◆ **EXCERPT TO READ**
The GLMSELECT Procedure

PROC GLMSELECT Statement

PROC GLMSELECT <options> ;

The PROC GLMSELECT statement invokes the GLMSELECT procedure. Table 47.1 summarizes the options available in the PROC GLMSELECT statement.

Table 47.1: PROC GLMSELECT Statement Options

Option

Description

Data Set Options

DATA=

Names a data set to use for the regression

MAXMACRO=

Sets the maximum number of macro variables produced

TESTDATA=

Names a data set that contains test data

VALDATA=

Names a data set that contains validation data

ODS Graphics Options

PLOTS=

Produces ODS graphical displays

Other Options

OUTDESIGN=

Requests a data set that contains the design matrix

NAMELEN=

Sets the length of effect names in tables and output data sets

NOPRINT

Suppresses displayed output including plots

SEED=

Sets the seed used for pseudo-random number generation


Following are explanations of the options that you can specify in the PROC GLMSELECT statement (in alphabetical order).

DATA=SAS-data-set

names the SAS data set to be used by PROC GLMSELECT. If the DATA= option is not specified, PROC GLMSELECT uses the most recently created SAS data set. If the named data set contains a variable named _ROLE_, then this variable is used to assign observations for training, validation, and testing roles. See the section Using Validation and Test Data for details on using the _ROLE_ variable.

◆ **DATASET EXTRACT**
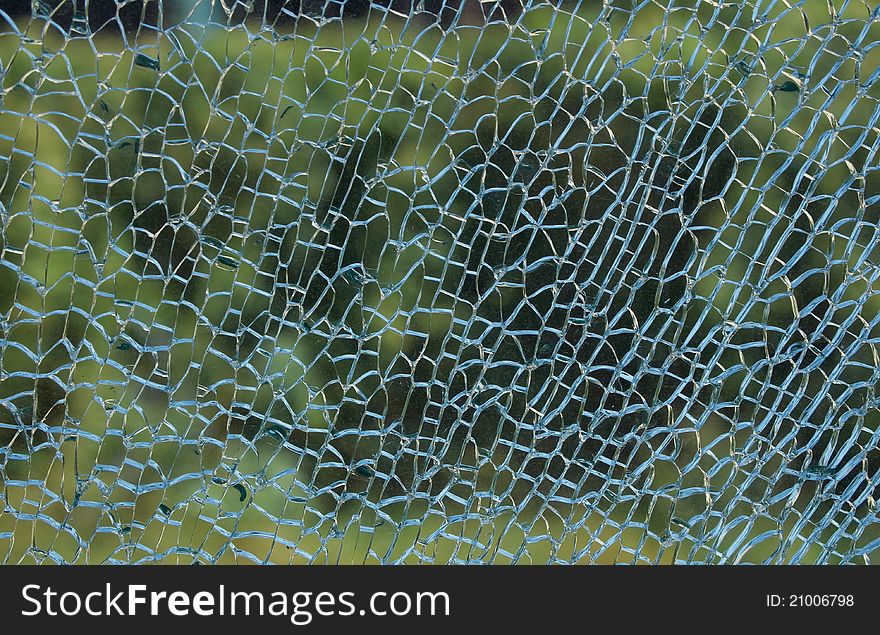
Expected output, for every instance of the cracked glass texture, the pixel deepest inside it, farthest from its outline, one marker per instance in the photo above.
(439, 282)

◆ **REQUIREMENT A**
Quote a passage from the PROC GLMSELECT excerpt word for word, beginning at the words "Sets the seed" and stopping after "(in alphabetical order).".
◆ **REQUIREMENT B**
Rewrite the paragraph of the PROC GLMSELECT excerpt that begins "names the SAS data set to be used" as a short bulleted list that keeps its main facts.
The material was taken from a different source than the PROC GLMSELECT excerpt.

◆ **COMPLETE RESPONSE A**
Sets the seed used for pseudo-random number generation


Following are explanations of the options that you can specify in the PROC GLMSELECT statement (in alphabetical order).

◆ **COMPLETE RESPONSE B**
- DATA= names the SAS data set that PROC GLMSELECT uses.
- If DATA= is not specified, the most recently created SAS data set is used.
- A variable named _ROLE_ in the data set assigns observations to training, validation, and testing roles.
- The section Using Validation and Test Data gives details on the _ROLE_ variable.